▶ Work to do:
Count the lines in the records below that contain the string "crockpot", with case counting, and reply with only that number.

### Provided records ###

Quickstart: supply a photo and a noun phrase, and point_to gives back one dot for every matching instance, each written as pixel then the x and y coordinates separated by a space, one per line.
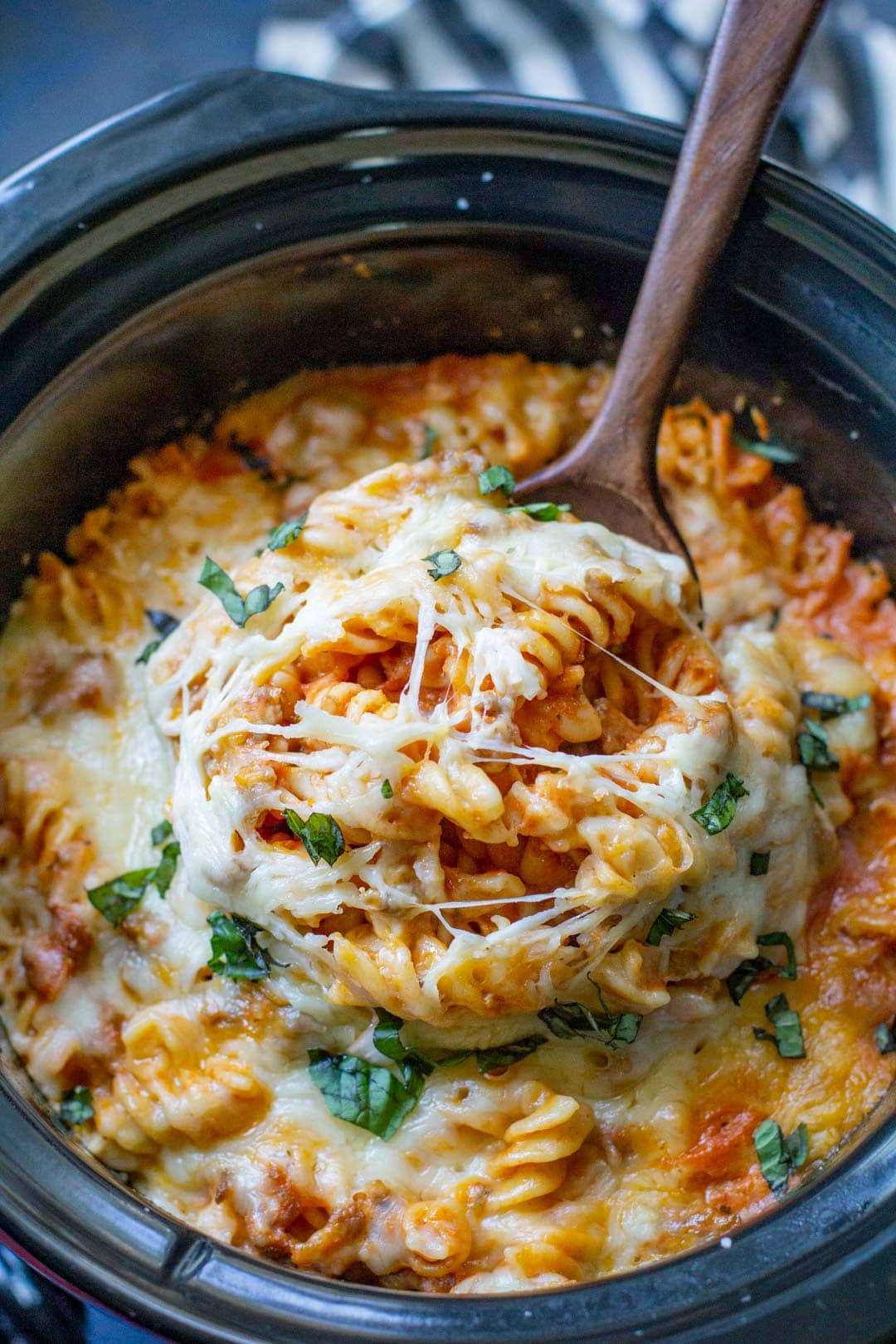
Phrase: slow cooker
pixel 218 238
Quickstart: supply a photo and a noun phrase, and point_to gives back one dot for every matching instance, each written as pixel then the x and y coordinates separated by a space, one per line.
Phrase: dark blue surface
pixel 65 66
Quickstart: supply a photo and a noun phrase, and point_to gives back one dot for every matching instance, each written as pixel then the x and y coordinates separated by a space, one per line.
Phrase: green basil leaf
pixel 147 652
pixel 75 1107
pixel 743 976
pixel 387 1040
pixel 117 898
pixel 796 1146
pixel 238 609
pixel 430 440
pixel 364 1094
pixel 571 1019
pixel 164 830
pixel 164 871
pixel 665 923
pixel 163 622
pixel 501 1057
pixel 542 513
pixel 779 1157
pixel 234 947
pixel 497 479
pixel 444 563
pixel 260 598
pixel 781 940
pixel 774 452
pixel 320 835
pixel 885 1038
pixel 286 533
pixel 787 1036
pixel 164 626
pixel 719 811
pixel 387 1035
pixel 830 706
pixel 813 747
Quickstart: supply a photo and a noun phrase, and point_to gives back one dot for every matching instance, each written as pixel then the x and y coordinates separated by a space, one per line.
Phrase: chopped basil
pixel 75 1107
pixel 320 835
pixel 240 609
pixel 234 947
pixel 501 1057
pixel 774 452
pixel 787 1035
pixel 572 1019
pixel 830 706
pixel 781 940
pixel 542 513
pixel 444 563
pixel 430 440
pixel 286 533
pixel 779 1157
pixel 387 1038
pixel 165 869
pixel 666 923
pixel 719 811
pixel 364 1094
pixel 117 898
pixel 885 1038
pixel 497 479
pixel 815 750
pixel 164 626
pixel 743 976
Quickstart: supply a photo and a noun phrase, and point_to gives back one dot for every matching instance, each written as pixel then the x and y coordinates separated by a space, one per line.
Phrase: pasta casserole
pixel 431 890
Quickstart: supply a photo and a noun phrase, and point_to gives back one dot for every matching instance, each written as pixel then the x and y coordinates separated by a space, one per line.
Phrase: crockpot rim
pixel 190 1252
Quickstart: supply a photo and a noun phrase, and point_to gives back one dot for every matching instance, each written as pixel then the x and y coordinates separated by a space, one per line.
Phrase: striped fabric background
pixel 839 123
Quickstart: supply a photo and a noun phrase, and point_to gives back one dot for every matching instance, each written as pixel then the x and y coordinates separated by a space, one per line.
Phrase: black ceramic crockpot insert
pixel 221 236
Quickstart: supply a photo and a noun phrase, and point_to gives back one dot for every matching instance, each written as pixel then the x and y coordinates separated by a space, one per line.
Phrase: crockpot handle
pixel 206 121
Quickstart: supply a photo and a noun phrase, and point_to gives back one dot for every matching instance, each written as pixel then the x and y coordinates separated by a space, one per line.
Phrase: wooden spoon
pixel 610 475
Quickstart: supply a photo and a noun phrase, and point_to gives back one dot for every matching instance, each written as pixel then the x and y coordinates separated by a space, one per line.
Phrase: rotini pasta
pixel 390 878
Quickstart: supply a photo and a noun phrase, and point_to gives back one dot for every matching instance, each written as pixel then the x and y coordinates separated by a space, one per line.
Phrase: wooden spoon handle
pixel 754 56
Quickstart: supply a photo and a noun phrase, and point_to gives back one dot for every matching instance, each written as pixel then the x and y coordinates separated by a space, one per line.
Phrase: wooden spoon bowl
pixel 610 475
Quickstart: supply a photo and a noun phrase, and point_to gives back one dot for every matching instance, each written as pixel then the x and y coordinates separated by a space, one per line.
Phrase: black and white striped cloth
pixel 839 123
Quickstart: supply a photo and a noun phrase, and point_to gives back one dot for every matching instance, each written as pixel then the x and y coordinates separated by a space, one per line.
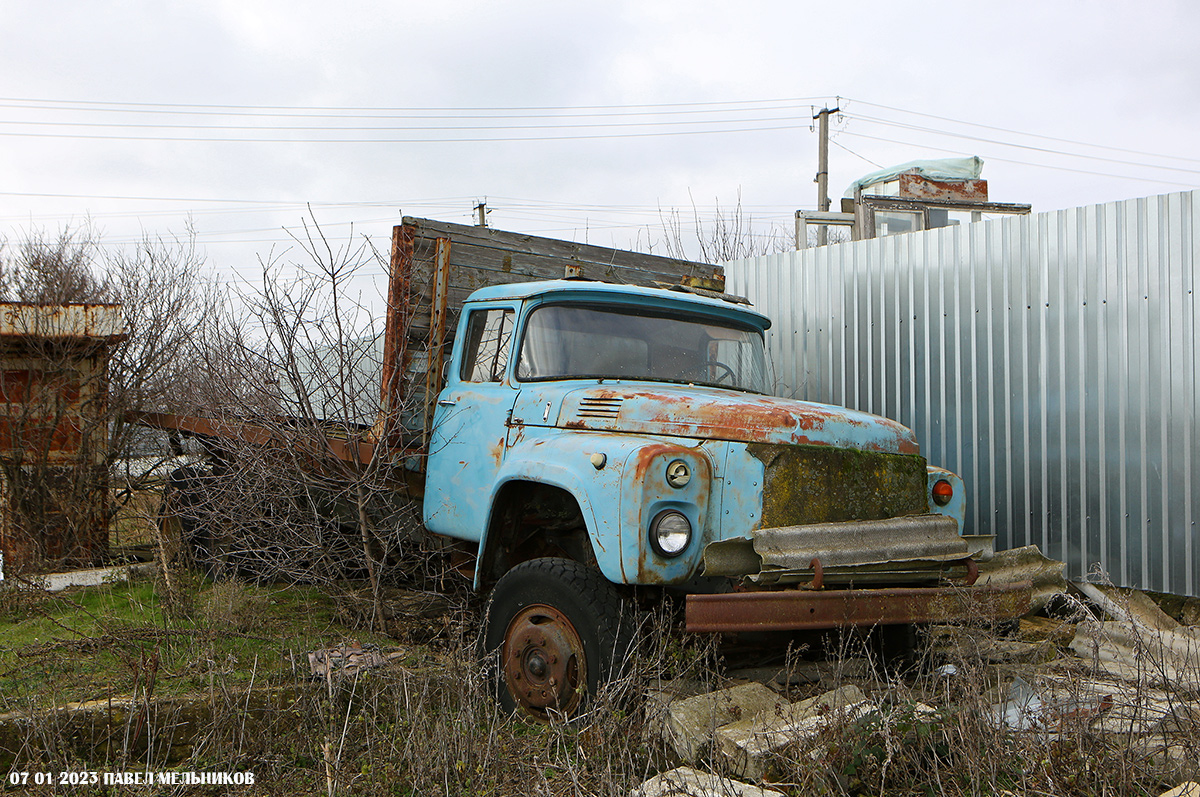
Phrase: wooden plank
pixel 549 247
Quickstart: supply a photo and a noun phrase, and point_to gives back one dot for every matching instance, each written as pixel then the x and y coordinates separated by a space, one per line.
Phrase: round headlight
pixel 670 532
pixel 678 474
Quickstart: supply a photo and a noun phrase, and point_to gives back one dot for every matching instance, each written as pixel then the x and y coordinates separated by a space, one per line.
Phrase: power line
pixel 209 108
pixel 1025 147
pixel 399 141
pixel 1041 166
pixel 1017 132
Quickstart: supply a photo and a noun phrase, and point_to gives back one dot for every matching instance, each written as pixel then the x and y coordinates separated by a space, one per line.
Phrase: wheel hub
pixel 545 666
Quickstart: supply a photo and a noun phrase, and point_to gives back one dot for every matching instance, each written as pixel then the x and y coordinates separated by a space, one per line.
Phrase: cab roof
pixel 627 294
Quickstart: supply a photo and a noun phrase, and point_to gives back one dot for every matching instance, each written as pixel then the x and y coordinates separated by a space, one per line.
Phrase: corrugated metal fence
pixel 1049 359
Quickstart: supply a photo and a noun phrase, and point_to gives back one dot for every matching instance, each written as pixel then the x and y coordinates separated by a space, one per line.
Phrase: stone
pixel 804 672
pixel 1189 789
pixel 749 744
pixel 688 724
pixel 687 781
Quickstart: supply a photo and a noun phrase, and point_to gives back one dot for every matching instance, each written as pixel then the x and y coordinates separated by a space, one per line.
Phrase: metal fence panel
pixel 1049 359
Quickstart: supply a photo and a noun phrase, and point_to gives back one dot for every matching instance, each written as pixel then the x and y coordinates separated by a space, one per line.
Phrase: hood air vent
pixel 593 407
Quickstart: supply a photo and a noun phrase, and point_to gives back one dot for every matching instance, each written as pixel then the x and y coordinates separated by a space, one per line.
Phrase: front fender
pixel 618 498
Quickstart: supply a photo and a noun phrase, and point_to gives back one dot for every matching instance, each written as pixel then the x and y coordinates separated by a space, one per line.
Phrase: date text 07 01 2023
pixel 87 778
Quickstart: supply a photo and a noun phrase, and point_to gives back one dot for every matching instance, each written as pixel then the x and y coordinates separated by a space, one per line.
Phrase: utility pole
pixel 823 169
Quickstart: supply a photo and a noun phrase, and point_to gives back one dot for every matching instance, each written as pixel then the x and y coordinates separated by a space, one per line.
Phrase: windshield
pixel 568 341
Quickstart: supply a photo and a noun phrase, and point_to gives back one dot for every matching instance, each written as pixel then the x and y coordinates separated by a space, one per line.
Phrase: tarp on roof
pixel 946 168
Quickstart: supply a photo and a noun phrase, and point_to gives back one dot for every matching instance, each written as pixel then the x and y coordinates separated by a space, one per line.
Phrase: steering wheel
pixel 726 371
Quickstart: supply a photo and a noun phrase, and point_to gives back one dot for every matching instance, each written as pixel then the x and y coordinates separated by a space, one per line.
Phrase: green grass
pixel 101 642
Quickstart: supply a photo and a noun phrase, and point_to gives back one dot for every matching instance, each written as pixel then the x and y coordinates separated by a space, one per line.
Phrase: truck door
pixel 467 442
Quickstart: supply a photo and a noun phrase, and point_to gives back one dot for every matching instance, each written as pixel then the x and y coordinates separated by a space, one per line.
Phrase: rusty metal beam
pixel 395 335
pixel 437 330
pixel 790 610
pixel 346 450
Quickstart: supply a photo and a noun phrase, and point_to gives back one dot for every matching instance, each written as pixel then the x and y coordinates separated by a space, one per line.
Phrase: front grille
pixel 592 407
pixel 821 484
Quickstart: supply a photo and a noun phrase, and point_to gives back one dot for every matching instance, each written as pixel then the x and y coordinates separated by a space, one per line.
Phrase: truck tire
pixel 558 631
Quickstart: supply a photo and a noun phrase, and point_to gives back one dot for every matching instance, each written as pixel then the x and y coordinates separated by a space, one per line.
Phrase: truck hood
pixel 709 413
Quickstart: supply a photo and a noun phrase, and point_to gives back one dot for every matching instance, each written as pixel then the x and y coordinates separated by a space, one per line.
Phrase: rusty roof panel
pixel 21 319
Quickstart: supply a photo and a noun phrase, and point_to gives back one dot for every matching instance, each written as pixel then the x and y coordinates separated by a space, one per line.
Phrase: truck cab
pixel 593 436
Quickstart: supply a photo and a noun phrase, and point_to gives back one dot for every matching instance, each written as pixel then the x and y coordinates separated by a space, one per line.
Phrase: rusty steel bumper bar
pixel 790 610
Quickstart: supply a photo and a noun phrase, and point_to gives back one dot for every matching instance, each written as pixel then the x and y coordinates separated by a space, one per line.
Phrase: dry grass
pixel 426 723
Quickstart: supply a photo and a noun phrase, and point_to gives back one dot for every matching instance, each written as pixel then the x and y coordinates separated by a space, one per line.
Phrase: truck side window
pixel 489 341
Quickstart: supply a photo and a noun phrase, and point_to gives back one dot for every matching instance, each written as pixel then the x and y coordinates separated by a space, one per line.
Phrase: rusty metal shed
pixel 54 433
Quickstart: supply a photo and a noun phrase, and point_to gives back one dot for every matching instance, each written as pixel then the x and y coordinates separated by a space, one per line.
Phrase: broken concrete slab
pixel 960 643
pixel 1137 653
pixel 1168 757
pixel 1026 564
pixel 1047 629
pixel 87 577
pixel 805 672
pixel 348 659
pixel 687 781
pixel 748 745
pixel 688 724
pixel 1131 605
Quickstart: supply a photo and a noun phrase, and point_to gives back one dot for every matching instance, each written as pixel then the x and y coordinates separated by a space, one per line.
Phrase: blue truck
pixel 583 439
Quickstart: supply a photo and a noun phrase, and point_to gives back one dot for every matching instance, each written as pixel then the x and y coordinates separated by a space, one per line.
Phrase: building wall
pixel 54 433
pixel 1049 359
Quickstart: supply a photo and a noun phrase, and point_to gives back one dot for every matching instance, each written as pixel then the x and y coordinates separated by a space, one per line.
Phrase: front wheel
pixel 559 631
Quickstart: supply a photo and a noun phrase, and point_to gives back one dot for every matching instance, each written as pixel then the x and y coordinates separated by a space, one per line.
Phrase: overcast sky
pixel 577 120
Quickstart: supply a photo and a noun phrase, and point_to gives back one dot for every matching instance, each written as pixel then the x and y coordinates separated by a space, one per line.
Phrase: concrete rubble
pixel 348 659
pixel 1125 670
pixel 688 725
pixel 687 781
pixel 748 745
pixel 1189 789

###

▶ Finished task:
3